* _Excerpted data_

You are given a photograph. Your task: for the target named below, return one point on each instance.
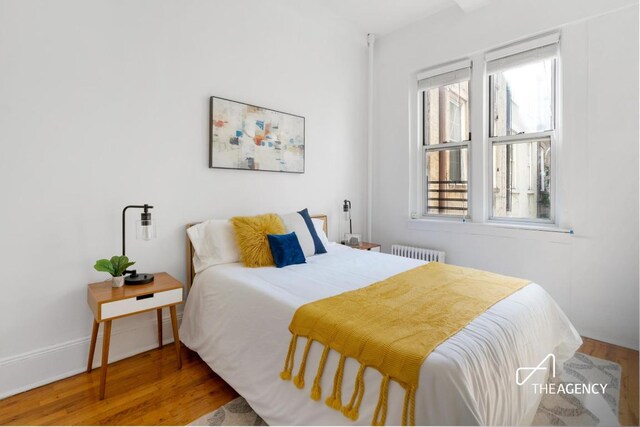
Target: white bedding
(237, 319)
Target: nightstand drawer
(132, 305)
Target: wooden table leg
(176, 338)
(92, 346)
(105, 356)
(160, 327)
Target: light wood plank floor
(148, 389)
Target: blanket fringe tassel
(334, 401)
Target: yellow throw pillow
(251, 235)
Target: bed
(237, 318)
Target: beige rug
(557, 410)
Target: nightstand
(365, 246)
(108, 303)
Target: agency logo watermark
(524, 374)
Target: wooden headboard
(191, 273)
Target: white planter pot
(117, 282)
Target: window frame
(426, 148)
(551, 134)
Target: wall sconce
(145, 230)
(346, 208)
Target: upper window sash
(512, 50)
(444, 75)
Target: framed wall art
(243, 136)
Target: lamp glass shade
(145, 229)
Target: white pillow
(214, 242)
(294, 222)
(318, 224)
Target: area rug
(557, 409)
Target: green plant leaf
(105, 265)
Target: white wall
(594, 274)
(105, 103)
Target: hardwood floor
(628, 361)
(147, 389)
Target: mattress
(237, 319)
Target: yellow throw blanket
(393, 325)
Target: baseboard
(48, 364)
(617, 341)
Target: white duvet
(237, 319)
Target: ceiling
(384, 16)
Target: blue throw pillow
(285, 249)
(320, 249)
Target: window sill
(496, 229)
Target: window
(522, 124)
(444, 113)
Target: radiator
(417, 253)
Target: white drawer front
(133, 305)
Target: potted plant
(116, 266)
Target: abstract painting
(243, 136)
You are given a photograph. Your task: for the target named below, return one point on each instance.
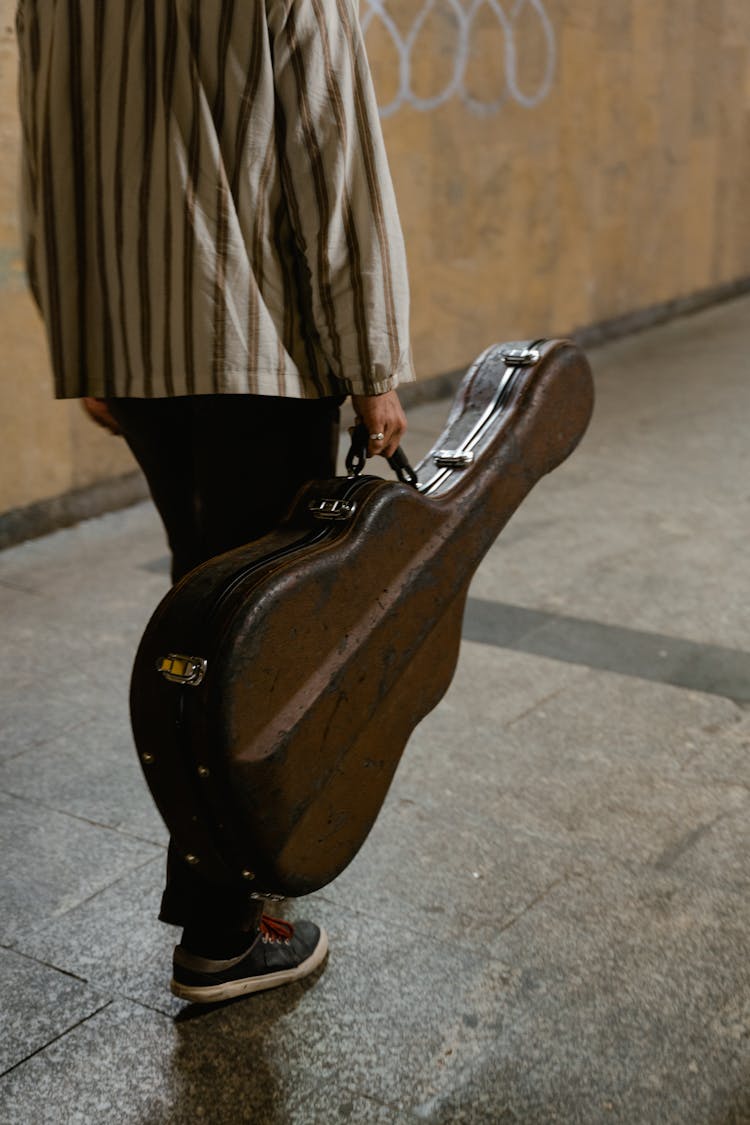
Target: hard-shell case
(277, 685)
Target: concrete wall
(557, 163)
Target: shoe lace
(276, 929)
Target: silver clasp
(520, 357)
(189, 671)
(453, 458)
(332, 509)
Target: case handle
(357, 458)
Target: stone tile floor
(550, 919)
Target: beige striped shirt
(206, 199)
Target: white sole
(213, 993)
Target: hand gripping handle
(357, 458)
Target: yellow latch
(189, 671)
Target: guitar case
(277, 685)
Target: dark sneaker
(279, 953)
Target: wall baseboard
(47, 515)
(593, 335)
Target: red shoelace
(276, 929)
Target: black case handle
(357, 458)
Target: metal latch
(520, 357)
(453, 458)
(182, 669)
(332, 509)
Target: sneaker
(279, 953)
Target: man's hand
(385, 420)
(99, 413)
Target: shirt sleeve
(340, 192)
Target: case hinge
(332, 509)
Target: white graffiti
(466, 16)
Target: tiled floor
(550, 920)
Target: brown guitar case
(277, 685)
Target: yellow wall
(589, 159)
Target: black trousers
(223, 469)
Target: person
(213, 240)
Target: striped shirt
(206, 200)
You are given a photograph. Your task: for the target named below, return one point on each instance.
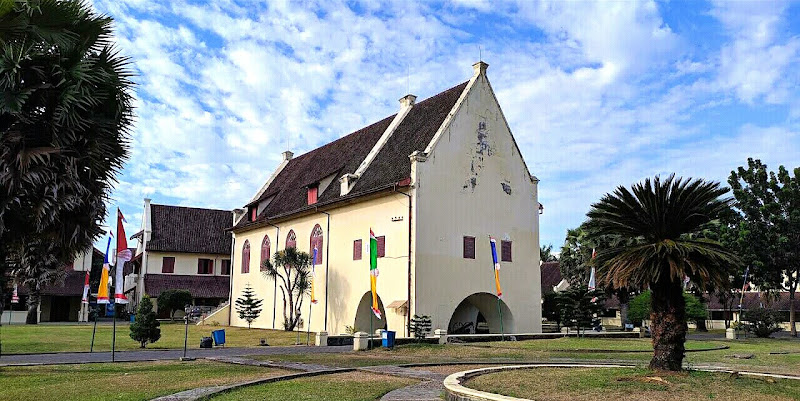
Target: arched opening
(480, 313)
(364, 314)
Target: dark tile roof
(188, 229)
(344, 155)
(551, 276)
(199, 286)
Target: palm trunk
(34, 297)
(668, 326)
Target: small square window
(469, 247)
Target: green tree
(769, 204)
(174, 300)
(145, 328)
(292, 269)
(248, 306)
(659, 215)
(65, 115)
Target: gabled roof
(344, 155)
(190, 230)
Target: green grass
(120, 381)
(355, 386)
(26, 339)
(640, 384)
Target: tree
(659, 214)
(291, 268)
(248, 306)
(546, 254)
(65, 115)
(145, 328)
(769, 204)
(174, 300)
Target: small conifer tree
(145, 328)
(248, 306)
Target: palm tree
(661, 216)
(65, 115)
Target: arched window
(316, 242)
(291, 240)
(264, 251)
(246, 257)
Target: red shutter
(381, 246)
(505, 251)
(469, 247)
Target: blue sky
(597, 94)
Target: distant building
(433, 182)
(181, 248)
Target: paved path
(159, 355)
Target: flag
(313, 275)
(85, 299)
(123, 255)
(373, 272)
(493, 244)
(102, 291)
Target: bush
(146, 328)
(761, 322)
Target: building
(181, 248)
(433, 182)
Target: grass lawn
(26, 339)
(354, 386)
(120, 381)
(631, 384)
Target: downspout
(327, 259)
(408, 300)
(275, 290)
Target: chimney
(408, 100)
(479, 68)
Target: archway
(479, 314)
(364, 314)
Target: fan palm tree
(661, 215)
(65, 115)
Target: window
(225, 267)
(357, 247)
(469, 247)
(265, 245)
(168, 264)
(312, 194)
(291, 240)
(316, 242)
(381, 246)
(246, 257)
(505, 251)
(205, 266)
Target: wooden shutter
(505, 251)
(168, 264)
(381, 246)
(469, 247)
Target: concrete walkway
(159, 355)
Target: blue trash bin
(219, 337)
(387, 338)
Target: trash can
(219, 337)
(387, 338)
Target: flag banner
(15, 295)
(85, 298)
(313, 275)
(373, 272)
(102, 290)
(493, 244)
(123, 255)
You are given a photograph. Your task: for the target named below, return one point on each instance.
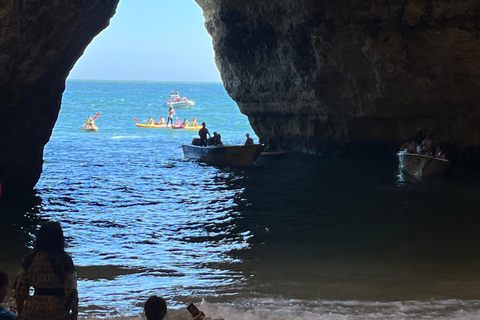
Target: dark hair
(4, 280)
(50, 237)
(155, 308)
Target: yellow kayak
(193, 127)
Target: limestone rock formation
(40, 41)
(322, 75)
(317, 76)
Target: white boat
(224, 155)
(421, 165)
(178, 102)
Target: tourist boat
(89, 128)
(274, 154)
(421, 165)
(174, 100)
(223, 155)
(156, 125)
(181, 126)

---

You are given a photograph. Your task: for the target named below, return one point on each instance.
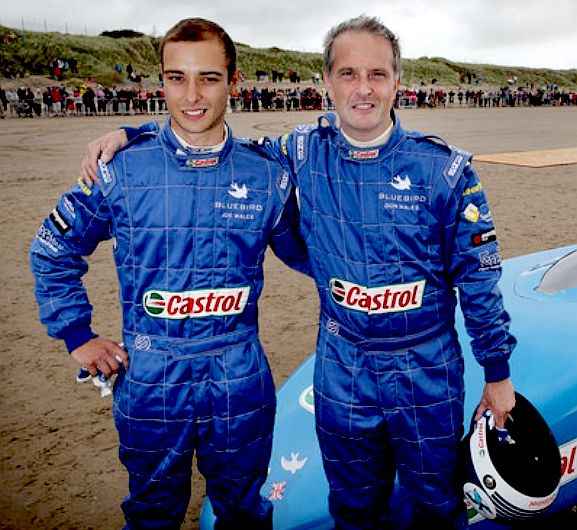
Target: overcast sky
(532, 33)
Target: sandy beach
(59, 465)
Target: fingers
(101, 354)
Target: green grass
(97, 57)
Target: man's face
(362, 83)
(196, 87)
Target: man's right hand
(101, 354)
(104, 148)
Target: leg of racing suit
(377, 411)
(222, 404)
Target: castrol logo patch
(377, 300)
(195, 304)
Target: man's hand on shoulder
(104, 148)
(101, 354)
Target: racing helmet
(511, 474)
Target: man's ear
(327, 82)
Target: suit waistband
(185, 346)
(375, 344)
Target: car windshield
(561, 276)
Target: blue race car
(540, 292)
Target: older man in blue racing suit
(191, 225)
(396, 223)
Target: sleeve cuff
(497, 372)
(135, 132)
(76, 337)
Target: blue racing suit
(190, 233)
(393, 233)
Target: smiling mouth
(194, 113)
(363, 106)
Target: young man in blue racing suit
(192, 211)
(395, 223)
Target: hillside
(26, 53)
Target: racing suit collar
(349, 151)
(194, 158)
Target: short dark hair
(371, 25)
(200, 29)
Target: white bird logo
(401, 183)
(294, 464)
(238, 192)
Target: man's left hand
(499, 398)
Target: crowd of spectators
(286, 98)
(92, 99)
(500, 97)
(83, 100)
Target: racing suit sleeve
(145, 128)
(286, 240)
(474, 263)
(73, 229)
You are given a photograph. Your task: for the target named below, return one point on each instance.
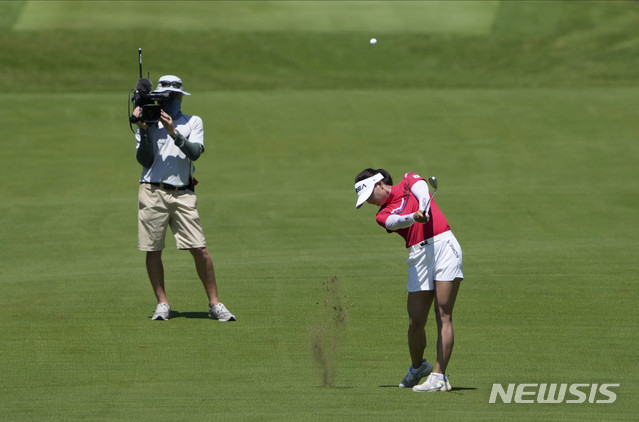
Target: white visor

* _Your objective_
Can you show every line above that contains the word "white", copying each one in full?

* _Finished answer_
Target: white bedding
Target: white planter pot
Target: white pillow
Target: white wall
Target: white duvet
Target: white drawer front
Target: white sole
Target: white graffiti
Target: white boat
Target: white bird logo
Target: white visor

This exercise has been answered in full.